====== READING PASSAGE

The correlation coefficient has the following properties:
- $r_{xy}$ is always between -1 and 1.
- $r_{xy}$ is positive when there is a positive relationship between both variables.
- $r_{xy}$ is negative when there is an inverse relationship between both variables.
- $r_{xy}$ is close to zero when there is no linear relation between both variables.
By viewing a scatter plot and calculating the correlation coefficient, the following aspects can be determined:
If the coefficient is very close to 1, it is because the points are very close to a straight line with a positive slope. When the coefficient approaches -1, the scatter plot will show the data decaying in an inverse or negative effect (Like in the
mtcarsexample above).If the coefficient is closer to zero it is because the points clustered around the line are not close to it (they are more random), there is no relationship between the variables.
If the coefficient is closer to zero and the scatter plot shows strange shapes, this indicates a clear nonlinear behavior between the variables and it is necessary to use other types of measures to obtain this relationship or transformations in the models.
In R we can compute the correlation between a group of variables using cor(data), for the mtcars example the correlation between mpg and disp is -0.84755, this is a final indication that both variables have an inverse relation. In Python we can use numpy.corrcoef(data_array).
Regression Analysis
If the dependence of a variable with respect to a single explanatory variable is studied, such a study is considered as a simple regression analysis, or two-variable regression analysis. However, if the dependence of a variable is studied with respect to more than one explanatory variable, it is called a multiple regression analysis. In other words, in a two-variable regression analysis there is only one explanatory variable, while in a multiple regression analysis there is more than one explanatory variable.
At first glance we can see from a scatter plot if indeed two variables are related, as a result, we can draw, or “fit” a straight line through our scatter plot to represent the relationship.
When a line is drawn through the points of a scatter plot we are able to identify the degree of association between the variables. The line drawn through the points represents a direct relationship, because $Y$ increases as $X$ increases. If the points are relatively close to this line, we can say that there is a high degree of association between the variable $X$ and the variable $Y$.

============
====== INFORMATION PROVIDED

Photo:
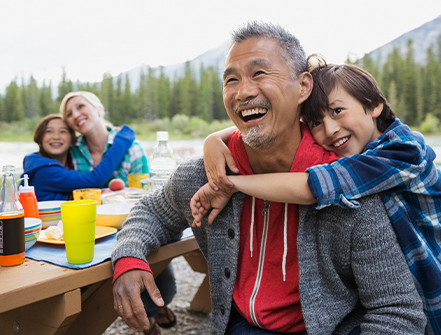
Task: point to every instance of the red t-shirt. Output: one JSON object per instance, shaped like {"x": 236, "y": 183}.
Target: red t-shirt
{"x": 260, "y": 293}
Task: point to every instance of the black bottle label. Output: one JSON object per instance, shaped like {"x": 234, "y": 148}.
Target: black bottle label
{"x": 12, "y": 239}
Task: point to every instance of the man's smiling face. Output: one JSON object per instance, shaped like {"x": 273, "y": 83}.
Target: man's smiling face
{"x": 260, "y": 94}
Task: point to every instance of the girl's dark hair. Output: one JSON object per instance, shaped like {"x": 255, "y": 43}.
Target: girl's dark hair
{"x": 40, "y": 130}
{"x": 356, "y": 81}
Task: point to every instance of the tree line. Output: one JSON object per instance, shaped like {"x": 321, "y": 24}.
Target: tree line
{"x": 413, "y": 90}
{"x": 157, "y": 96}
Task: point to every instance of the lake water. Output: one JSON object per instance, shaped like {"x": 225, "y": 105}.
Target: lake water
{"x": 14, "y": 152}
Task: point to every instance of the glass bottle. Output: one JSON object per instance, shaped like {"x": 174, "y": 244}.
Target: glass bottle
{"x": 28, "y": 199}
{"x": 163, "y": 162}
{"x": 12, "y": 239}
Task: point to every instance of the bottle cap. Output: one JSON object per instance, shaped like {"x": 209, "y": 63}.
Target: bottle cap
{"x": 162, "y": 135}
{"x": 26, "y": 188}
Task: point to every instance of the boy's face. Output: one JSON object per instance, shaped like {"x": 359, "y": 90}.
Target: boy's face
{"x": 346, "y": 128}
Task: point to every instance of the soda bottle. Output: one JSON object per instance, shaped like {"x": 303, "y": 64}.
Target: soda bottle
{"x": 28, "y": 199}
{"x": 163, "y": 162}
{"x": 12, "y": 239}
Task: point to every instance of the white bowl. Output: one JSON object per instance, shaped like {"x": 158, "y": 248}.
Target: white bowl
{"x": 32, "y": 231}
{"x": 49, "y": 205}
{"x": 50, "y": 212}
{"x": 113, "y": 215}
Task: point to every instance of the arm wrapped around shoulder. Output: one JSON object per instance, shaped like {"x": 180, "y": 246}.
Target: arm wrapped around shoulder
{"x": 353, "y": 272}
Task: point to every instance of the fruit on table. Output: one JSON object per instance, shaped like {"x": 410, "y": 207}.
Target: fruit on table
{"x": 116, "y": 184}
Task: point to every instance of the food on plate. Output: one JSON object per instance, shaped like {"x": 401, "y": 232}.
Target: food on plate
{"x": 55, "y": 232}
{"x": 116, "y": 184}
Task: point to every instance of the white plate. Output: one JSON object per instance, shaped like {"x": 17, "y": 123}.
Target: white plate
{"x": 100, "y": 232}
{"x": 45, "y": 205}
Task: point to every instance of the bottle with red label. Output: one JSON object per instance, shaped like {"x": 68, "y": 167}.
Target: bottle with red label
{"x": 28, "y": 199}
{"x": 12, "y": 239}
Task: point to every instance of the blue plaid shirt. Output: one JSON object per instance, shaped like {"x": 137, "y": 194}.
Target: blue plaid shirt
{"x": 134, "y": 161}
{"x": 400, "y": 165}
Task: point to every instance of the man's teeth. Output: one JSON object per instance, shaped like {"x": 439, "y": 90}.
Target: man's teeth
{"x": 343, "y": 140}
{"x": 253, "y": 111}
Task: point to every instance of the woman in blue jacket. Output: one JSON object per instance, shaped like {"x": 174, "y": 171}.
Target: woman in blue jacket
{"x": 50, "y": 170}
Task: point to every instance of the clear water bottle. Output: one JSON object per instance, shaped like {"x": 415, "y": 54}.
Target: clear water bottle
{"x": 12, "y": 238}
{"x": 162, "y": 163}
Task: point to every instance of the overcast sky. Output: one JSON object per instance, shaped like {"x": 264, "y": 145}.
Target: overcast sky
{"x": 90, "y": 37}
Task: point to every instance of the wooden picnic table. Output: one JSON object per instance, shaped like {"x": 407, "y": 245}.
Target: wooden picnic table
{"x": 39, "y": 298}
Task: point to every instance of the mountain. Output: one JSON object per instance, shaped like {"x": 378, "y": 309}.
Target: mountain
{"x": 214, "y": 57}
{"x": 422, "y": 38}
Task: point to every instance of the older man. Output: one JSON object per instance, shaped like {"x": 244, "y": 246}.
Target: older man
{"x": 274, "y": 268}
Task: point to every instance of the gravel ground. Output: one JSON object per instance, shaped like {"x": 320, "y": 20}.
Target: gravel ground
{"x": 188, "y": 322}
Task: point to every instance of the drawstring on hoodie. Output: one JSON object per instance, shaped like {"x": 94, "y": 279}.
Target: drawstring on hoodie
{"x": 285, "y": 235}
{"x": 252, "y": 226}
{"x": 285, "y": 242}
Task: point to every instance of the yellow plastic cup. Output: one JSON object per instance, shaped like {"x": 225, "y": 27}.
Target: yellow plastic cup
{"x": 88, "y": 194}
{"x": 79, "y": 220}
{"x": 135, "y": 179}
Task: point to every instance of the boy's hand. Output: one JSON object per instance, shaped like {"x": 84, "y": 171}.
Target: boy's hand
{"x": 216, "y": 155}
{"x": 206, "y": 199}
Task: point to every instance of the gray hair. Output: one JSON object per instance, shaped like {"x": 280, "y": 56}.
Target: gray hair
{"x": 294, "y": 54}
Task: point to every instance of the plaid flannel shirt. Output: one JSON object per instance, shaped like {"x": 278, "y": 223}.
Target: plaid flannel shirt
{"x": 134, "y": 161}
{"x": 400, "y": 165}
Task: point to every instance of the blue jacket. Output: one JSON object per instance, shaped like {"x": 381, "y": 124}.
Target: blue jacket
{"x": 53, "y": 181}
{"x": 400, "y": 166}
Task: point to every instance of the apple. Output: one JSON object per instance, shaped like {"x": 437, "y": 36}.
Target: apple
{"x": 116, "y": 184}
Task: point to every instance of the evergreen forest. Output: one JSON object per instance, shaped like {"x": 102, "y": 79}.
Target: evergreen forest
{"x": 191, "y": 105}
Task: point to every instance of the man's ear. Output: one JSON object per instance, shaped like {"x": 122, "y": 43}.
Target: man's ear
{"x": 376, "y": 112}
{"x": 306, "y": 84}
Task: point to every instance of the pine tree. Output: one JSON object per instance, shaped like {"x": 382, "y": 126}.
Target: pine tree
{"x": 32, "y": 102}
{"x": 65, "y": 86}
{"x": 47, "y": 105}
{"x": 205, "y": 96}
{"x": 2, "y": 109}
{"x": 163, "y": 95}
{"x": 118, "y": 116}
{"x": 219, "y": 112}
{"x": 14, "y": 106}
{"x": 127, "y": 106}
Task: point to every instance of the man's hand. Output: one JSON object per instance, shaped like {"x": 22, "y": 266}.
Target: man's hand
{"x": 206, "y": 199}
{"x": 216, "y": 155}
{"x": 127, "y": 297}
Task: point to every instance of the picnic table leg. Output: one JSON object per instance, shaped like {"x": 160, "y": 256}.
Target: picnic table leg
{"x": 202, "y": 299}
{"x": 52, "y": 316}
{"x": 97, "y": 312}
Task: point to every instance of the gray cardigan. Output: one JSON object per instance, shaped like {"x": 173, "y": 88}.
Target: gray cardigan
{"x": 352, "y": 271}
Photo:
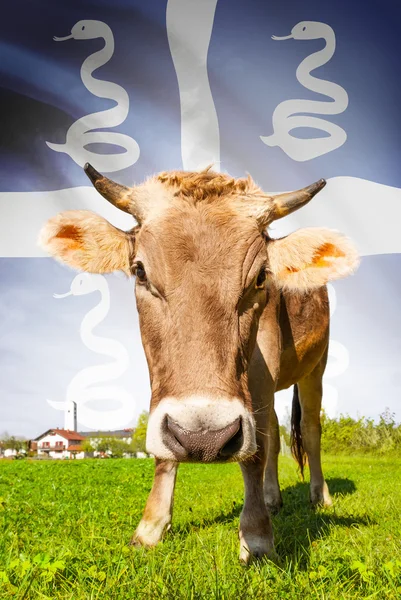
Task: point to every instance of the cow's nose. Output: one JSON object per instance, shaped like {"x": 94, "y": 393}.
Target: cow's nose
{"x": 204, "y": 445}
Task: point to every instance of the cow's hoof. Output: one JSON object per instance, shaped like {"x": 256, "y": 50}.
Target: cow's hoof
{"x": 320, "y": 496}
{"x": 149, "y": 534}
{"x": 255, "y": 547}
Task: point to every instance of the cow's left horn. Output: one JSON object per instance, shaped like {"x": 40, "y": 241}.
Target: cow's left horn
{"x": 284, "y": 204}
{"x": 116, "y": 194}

============

■ PROBLEMS ■
1. In the text on correlation and regression, what is the correlation between mpg and disp in the mtcars example?
2. Change the text on correlation and regression starting at "The correlation coefficient has" and ending at "relation between both variables.", replacing "variables" with "measures".

■ WORKED SOLUTIONS ■
1. -0.84755

2.
The correlation coefficient has the following properties:
- $r_{xy}$ is always between -1 and 1.
- $r_{xy}$ is positive when there is a positive relationship between both measures.
- $r_{xy}$ is negative when there is an inverse relationship between both measures.
- $r_{xy}$ is close to zero when there is no linear relation between both measures.